=== EXERCISE A ===
Translate this sentence from the disclosure excerpt into Spanish: "The following claims are exemplary of some of those features."

____ DOCUMENT EXTRACT

It will be appreciated that various features disclosed herein provide significant advantages and advancements in the art. The following claims are exemplary of some of those features.

In the foregoing Detailed Description of the Disclosure, various features of the disclosure are grouped together in a single embodiment for the purpose of streamlining the disclosure. This method of disclosure is not to be interpreted as reflecting an intention that the claimed disclosure requires more features than are expressly recited in each claim. Rather, inventive aspects lie in less than all features of a single foregoing disclosed embodiment.

It is to be understood that any features of the above-described arrangements, examples, and embodiments may be combined in a single embodiment comprising a combination of features taken from any of the disclosed arrangements, examples, and embodiments.

It is to be understood that the above-described arrangements are only illustrative of the application of the principles of the disclosure. Numerous modifications and alternative arrangements may be devised by those skilled in the art without departing from the spirit and scope of the disclosure and the appended claims are intended to cover such modifications and arrangements.

________
____ RECORDS SUPPLIED

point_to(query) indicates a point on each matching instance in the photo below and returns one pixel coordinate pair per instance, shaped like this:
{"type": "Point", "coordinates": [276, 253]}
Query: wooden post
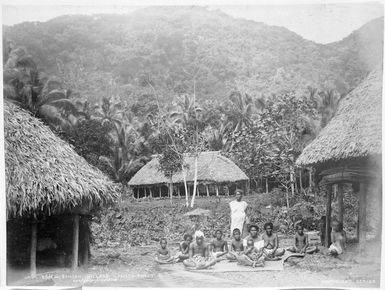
{"type": "Point", "coordinates": [340, 204]}
{"type": "Point", "coordinates": [328, 215]}
{"type": "Point", "coordinates": [33, 247]}
{"type": "Point", "coordinates": [75, 243]}
{"type": "Point", "coordinates": [267, 186]}
{"type": "Point", "coordinates": [362, 214]}
{"type": "Point", "coordinates": [86, 242]}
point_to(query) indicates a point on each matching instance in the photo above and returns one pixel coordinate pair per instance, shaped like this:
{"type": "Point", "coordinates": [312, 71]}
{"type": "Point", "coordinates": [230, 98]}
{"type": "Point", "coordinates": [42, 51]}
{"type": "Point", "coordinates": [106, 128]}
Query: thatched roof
{"type": "Point", "coordinates": [355, 130]}
{"type": "Point", "coordinates": [43, 174]}
{"type": "Point", "coordinates": [212, 167]}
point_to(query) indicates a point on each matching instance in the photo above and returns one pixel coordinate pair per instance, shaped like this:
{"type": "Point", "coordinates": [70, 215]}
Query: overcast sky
{"type": "Point", "coordinates": [322, 23]}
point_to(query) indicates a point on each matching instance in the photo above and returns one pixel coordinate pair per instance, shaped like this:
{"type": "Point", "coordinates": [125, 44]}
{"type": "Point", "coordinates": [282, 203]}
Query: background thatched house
{"type": "Point", "coordinates": [348, 150]}
{"type": "Point", "coordinates": [216, 175]}
{"type": "Point", "coordinates": [50, 190]}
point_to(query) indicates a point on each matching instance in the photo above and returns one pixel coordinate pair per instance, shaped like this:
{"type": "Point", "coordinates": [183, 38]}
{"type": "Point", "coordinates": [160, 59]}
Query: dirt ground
{"type": "Point", "coordinates": [135, 267]}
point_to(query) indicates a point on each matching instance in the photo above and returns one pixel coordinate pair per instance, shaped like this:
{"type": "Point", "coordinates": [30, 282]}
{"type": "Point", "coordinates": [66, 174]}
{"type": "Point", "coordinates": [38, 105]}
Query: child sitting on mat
{"type": "Point", "coordinates": [251, 256]}
{"type": "Point", "coordinates": [270, 247]}
{"type": "Point", "coordinates": [184, 247]}
{"type": "Point", "coordinates": [163, 255]}
{"type": "Point", "coordinates": [219, 246]}
{"type": "Point", "coordinates": [236, 246]}
{"type": "Point", "coordinates": [301, 242]}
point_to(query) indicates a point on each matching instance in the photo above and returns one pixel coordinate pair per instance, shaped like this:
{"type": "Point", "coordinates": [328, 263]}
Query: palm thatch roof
{"type": "Point", "coordinates": [355, 130]}
{"type": "Point", "coordinates": [43, 174]}
{"type": "Point", "coordinates": [212, 167]}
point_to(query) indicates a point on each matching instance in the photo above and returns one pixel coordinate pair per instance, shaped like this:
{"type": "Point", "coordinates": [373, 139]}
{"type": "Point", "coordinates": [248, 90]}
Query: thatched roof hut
{"type": "Point", "coordinates": [213, 168]}
{"type": "Point", "coordinates": [355, 130]}
{"type": "Point", "coordinates": [50, 190]}
{"type": "Point", "coordinates": [349, 149]}
{"type": "Point", "coordinates": [43, 173]}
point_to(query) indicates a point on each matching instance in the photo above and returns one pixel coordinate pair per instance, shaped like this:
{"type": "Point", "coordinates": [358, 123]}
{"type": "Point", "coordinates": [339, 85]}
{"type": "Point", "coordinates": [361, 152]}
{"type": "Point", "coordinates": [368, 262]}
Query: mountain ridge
{"type": "Point", "coordinates": [166, 47]}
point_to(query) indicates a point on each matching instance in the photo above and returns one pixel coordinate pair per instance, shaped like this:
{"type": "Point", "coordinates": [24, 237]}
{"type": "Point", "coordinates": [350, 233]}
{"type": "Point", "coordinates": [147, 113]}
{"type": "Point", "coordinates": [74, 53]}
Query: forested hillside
{"type": "Point", "coordinates": [172, 49]}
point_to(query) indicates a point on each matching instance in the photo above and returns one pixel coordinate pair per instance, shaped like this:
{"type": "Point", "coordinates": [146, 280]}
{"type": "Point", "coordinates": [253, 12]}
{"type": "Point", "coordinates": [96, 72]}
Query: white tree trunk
{"type": "Point", "coordinates": [171, 189]}
{"type": "Point", "coordinates": [292, 181]}
{"type": "Point", "coordinates": [185, 184]}
{"type": "Point", "coordinates": [195, 181]}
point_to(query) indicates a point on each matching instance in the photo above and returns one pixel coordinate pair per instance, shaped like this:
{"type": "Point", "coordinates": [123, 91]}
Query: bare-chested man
{"type": "Point", "coordinates": [199, 254]}
{"type": "Point", "coordinates": [270, 243]}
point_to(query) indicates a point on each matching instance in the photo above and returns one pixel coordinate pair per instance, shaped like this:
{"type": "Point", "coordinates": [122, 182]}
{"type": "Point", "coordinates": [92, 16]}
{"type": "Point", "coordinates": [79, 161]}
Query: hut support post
{"type": "Point", "coordinates": [75, 243]}
{"type": "Point", "coordinates": [328, 215]}
{"type": "Point", "coordinates": [340, 204]}
{"type": "Point", "coordinates": [362, 214]}
{"type": "Point", "coordinates": [86, 243]}
{"type": "Point", "coordinates": [267, 185]}
{"type": "Point", "coordinates": [33, 247]}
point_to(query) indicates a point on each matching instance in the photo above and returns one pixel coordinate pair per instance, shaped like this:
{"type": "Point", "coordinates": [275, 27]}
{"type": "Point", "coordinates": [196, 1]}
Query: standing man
{"type": "Point", "coordinates": [238, 212]}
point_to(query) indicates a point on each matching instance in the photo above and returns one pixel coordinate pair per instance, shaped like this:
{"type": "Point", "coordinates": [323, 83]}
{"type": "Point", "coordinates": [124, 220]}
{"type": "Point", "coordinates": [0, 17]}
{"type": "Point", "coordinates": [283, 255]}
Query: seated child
{"type": "Point", "coordinates": [184, 246]}
{"type": "Point", "coordinates": [270, 244]}
{"type": "Point", "coordinates": [199, 254]}
{"type": "Point", "coordinates": [236, 246]}
{"type": "Point", "coordinates": [163, 255]}
{"type": "Point", "coordinates": [301, 242]}
{"type": "Point", "coordinates": [219, 246]}
{"type": "Point", "coordinates": [338, 239]}
{"type": "Point", "coordinates": [251, 256]}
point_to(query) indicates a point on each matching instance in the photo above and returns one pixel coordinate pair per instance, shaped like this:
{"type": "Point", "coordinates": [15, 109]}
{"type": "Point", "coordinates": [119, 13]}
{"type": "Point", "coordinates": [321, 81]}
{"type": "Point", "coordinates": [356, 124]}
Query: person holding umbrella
{"type": "Point", "coordinates": [238, 209]}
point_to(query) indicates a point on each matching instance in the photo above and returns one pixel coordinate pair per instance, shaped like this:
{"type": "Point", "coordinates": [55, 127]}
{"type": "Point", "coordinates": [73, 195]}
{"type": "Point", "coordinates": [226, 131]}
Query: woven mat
{"type": "Point", "coordinates": [226, 266]}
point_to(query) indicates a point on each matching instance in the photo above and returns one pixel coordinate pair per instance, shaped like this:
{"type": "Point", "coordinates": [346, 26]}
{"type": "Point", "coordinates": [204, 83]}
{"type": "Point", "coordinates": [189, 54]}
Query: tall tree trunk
{"type": "Point", "coordinates": [292, 181]}
{"type": "Point", "coordinates": [300, 181]}
{"type": "Point", "coordinates": [171, 189]}
{"type": "Point", "coordinates": [184, 171]}
{"type": "Point", "coordinates": [310, 179]}
{"type": "Point", "coordinates": [75, 242]}
{"type": "Point", "coordinates": [287, 198]}
{"type": "Point", "coordinates": [267, 185]}
{"type": "Point", "coordinates": [195, 181]}
{"type": "Point", "coordinates": [33, 248]}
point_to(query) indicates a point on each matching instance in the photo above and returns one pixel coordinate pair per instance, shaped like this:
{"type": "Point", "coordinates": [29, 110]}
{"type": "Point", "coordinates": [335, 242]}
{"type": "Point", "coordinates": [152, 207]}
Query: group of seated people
{"type": "Point", "coordinates": [250, 251]}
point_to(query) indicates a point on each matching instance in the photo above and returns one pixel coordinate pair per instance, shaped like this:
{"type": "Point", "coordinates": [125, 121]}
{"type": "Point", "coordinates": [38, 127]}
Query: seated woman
{"type": "Point", "coordinates": [253, 234]}
{"type": "Point", "coordinates": [219, 246]}
{"type": "Point", "coordinates": [301, 242]}
{"type": "Point", "coordinates": [338, 239]}
{"type": "Point", "coordinates": [270, 246]}
{"type": "Point", "coordinates": [184, 247]}
{"type": "Point", "coordinates": [199, 254]}
{"type": "Point", "coordinates": [251, 256]}
{"type": "Point", "coordinates": [236, 246]}
{"type": "Point", "coordinates": [163, 255]}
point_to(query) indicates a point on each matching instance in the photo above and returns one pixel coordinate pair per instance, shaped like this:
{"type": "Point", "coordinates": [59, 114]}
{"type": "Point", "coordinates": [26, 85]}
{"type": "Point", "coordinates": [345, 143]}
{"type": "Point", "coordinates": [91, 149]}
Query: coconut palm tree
{"type": "Point", "coordinates": [327, 104]}
{"type": "Point", "coordinates": [32, 90]}
{"type": "Point", "coordinates": [241, 111]}
{"type": "Point", "coordinates": [186, 112]}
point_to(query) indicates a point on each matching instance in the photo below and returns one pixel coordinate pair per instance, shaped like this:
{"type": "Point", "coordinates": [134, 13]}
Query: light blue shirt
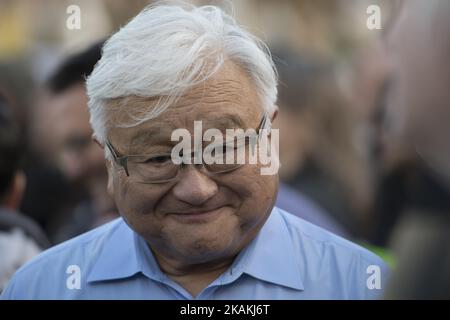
{"type": "Point", "coordinates": [288, 259]}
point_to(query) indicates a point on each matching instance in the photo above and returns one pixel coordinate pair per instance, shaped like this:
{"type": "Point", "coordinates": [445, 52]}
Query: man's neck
{"type": "Point", "coordinates": [192, 277]}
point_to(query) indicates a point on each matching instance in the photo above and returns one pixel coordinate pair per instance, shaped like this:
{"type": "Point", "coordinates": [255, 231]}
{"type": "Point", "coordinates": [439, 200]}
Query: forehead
{"type": "Point", "coordinates": [226, 100]}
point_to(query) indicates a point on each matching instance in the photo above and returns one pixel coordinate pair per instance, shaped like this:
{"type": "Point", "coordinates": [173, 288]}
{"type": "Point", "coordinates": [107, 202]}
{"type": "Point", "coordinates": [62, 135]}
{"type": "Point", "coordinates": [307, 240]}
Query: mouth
{"type": "Point", "coordinates": [198, 215]}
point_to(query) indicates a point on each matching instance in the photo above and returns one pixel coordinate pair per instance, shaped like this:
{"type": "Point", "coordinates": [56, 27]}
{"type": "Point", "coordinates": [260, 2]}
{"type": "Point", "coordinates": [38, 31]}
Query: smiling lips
{"type": "Point", "coordinates": [199, 213]}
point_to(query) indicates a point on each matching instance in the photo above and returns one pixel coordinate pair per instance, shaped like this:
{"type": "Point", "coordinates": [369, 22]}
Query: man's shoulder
{"type": "Point", "coordinates": [55, 262]}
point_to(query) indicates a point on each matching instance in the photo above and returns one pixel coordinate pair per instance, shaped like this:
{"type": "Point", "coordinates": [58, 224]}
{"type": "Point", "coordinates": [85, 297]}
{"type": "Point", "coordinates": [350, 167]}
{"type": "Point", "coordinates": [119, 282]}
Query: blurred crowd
{"type": "Point", "coordinates": [363, 118]}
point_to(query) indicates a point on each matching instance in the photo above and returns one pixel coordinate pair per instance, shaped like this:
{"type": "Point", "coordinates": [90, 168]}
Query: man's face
{"type": "Point", "coordinates": [201, 216]}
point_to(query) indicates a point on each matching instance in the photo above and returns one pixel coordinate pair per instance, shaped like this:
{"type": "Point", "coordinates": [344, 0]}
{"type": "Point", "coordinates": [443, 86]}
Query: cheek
{"type": "Point", "coordinates": [257, 192]}
{"type": "Point", "coordinates": [135, 199]}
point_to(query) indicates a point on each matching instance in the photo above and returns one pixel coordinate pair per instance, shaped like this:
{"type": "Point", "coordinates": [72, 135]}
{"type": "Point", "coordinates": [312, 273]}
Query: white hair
{"type": "Point", "coordinates": [165, 50]}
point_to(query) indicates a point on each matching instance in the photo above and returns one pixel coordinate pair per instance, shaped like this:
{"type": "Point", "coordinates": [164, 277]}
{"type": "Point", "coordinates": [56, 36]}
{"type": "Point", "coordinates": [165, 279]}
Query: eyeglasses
{"type": "Point", "coordinates": [160, 168]}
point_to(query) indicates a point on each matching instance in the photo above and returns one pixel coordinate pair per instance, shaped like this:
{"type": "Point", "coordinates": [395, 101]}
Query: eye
{"type": "Point", "coordinates": [158, 159]}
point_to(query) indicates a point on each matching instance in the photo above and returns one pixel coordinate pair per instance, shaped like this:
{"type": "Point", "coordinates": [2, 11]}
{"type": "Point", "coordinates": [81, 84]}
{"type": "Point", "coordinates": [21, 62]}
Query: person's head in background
{"type": "Point", "coordinates": [64, 134]}
{"type": "Point", "coordinates": [12, 179]}
{"type": "Point", "coordinates": [419, 97]}
{"type": "Point", "coordinates": [317, 136]}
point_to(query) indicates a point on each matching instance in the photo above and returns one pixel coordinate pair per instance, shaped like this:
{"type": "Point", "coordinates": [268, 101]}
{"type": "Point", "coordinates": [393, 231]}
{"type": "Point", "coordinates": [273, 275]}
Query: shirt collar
{"type": "Point", "coordinates": [270, 256]}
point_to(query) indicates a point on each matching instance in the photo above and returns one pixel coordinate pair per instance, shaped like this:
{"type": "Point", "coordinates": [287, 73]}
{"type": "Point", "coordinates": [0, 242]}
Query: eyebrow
{"type": "Point", "coordinates": [157, 136]}
{"type": "Point", "coordinates": [225, 122]}
{"type": "Point", "coordinates": [161, 135]}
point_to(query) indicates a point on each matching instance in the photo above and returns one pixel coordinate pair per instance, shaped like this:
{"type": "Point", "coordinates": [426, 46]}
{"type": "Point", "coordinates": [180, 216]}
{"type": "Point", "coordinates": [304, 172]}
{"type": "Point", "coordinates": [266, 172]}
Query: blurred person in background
{"type": "Point", "coordinates": [62, 137]}
{"type": "Point", "coordinates": [318, 150]}
{"type": "Point", "coordinates": [20, 237]}
{"type": "Point", "coordinates": [418, 104]}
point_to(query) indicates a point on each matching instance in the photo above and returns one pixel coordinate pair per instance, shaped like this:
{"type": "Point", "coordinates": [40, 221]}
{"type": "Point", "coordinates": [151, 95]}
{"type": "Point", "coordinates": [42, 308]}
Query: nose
{"type": "Point", "coordinates": [194, 187]}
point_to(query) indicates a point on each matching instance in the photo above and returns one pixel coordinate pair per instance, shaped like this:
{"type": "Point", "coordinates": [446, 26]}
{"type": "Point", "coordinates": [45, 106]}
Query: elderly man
{"type": "Point", "coordinates": [201, 229]}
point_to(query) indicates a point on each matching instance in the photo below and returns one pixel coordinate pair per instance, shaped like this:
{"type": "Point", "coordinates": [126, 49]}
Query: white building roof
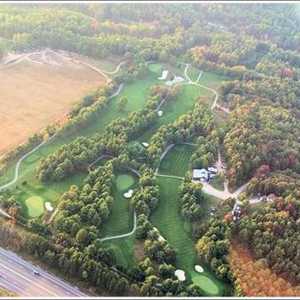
{"type": "Point", "coordinates": [212, 169]}
{"type": "Point", "coordinates": [164, 75]}
{"type": "Point", "coordinates": [200, 173]}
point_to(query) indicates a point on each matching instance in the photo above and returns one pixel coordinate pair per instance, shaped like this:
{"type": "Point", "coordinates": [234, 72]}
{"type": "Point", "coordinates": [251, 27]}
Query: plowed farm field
{"type": "Point", "coordinates": [34, 95]}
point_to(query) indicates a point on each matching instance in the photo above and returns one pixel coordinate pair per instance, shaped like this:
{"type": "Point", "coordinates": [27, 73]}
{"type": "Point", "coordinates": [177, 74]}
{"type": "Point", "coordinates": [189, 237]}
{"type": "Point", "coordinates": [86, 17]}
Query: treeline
{"type": "Point", "coordinates": [280, 183]}
{"type": "Point", "coordinates": [206, 152]}
{"type": "Point", "coordinates": [191, 200]}
{"type": "Point", "coordinates": [184, 129]}
{"type": "Point", "coordinates": [79, 154]}
{"type": "Point", "coordinates": [156, 270]}
{"type": "Point", "coordinates": [259, 135]}
{"type": "Point", "coordinates": [272, 233]}
{"type": "Point", "coordinates": [271, 91]}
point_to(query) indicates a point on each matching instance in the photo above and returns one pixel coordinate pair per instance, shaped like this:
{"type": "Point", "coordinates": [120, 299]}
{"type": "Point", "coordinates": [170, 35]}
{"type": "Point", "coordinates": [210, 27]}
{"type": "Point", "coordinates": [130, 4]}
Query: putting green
{"type": "Point", "coordinates": [205, 283]}
{"type": "Point", "coordinates": [155, 68]}
{"type": "Point", "coordinates": [124, 181]}
{"type": "Point", "coordinates": [35, 206]}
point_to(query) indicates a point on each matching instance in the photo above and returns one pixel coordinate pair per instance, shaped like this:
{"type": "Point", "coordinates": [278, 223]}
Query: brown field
{"type": "Point", "coordinates": [255, 278]}
{"type": "Point", "coordinates": [34, 95]}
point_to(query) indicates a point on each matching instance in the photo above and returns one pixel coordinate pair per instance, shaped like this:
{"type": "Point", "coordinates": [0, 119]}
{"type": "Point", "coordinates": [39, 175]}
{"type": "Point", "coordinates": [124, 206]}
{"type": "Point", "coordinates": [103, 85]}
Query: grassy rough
{"type": "Point", "coordinates": [173, 228]}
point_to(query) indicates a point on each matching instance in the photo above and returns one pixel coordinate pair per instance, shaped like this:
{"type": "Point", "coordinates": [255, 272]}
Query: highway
{"type": "Point", "coordinates": [16, 275]}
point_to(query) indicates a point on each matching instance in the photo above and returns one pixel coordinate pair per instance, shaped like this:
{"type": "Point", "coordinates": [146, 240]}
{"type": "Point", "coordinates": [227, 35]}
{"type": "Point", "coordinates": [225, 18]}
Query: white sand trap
{"type": "Point", "coordinates": [164, 75]}
{"type": "Point", "coordinates": [160, 113]}
{"type": "Point", "coordinates": [180, 274]}
{"type": "Point", "coordinates": [199, 269]}
{"type": "Point", "coordinates": [49, 206]}
{"type": "Point", "coordinates": [128, 194]}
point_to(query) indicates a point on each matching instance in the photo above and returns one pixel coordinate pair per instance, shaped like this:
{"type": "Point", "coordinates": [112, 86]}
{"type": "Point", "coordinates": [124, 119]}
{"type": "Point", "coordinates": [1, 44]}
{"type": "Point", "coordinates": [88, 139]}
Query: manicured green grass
{"type": "Point", "coordinates": [48, 192]}
{"type": "Point", "coordinates": [123, 249]}
{"type": "Point", "coordinates": [172, 227]}
{"type": "Point", "coordinates": [124, 181]}
{"type": "Point", "coordinates": [193, 73]}
{"type": "Point", "coordinates": [136, 92]}
{"type": "Point", "coordinates": [175, 108]}
{"type": "Point", "coordinates": [156, 68]}
{"type": "Point", "coordinates": [35, 206]}
{"type": "Point", "coordinates": [121, 218]}
{"type": "Point", "coordinates": [176, 162]}
{"type": "Point", "coordinates": [121, 221]}
{"type": "Point", "coordinates": [217, 182]}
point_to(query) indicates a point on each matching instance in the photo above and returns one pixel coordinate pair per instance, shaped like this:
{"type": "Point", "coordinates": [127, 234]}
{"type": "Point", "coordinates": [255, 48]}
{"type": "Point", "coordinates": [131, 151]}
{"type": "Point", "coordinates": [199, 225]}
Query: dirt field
{"type": "Point", "coordinates": [34, 94]}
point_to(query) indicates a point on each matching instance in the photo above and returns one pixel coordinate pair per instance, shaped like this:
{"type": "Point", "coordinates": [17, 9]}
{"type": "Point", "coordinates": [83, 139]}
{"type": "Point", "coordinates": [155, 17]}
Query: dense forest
{"type": "Point", "coordinates": [256, 48]}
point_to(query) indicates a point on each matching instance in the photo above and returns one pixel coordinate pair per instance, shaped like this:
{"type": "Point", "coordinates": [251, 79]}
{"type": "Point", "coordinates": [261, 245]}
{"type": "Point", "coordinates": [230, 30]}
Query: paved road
{"type": "Point", "coordinates": [17, 276]}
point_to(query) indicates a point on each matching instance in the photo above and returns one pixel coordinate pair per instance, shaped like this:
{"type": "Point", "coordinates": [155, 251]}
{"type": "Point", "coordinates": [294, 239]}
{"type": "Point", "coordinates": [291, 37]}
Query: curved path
{"type": "Point", "coordinates": [120, 236]}
{"type": "Point", "coordinates": [19, 162]}
{"type": "Point", "coordinates": [207, 188]}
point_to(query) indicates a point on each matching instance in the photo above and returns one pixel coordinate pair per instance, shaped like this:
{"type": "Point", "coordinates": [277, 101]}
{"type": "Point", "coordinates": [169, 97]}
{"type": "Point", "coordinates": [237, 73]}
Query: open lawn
{"type": "Point", "coordinates": [33, 95]}
{"type": "Point", "coordinates": [35, 206]}
{"type": "Point", "coordinates": [124, 251]}
{"type": "Point", "coordinates": [176, 162]}
{"type": "Point", "coordinates": [136, 93]}
{"type": "Point", "coordinates": [121, 221]}
{"type": "Point", "coordinates": [185, 100]}
{"type": "Point", "coordinates": [172, 227]}
{"type": "Point", "coordinates": [124, 181]}
{"type": "Point", "coordinates": [217, 182]}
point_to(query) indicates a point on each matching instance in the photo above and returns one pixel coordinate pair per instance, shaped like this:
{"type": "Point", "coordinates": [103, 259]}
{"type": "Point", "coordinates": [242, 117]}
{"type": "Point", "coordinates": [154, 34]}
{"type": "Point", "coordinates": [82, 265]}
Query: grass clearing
{"type": "Point", "coordinates": [35, 206]}
{"type": "Point", "coordinates": [121, 221]}
{"type": "Point", "coordinates": [217, 182]}
{"type": "Point", "coordinates": [136, 92]}
{"type": "Point", "coordinates": [124, 181]}
{"type": "Point", "coordinates": [176, 162]}
{"type": "Point", "coordinates": [124, 251]}
{"type": "Point", "coordinates": [172, 227]}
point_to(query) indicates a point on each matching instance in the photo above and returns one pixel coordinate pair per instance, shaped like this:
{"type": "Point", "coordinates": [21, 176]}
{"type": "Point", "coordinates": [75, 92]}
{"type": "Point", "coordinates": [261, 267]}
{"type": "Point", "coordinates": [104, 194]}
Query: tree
{"type": "Point", "coordinates": [122, 103]}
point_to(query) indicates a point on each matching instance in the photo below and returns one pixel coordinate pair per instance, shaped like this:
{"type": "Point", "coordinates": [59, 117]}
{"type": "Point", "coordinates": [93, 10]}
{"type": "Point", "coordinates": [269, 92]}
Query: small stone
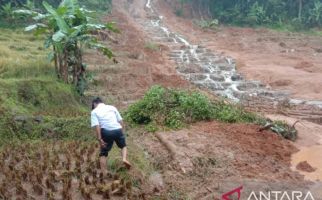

________

=== EXERCISE B ===
List each line of the records that contains the word "white". Case counts.

=== WRITTEN SOLUTION A ===
Las siguientes reivindicaciones son ejemplos de algunas de esas características.

=== WRITTEN SOLUTION B ===
Query: white tree trunk
Query: white hair
Query: white building roof
Query: white sand trap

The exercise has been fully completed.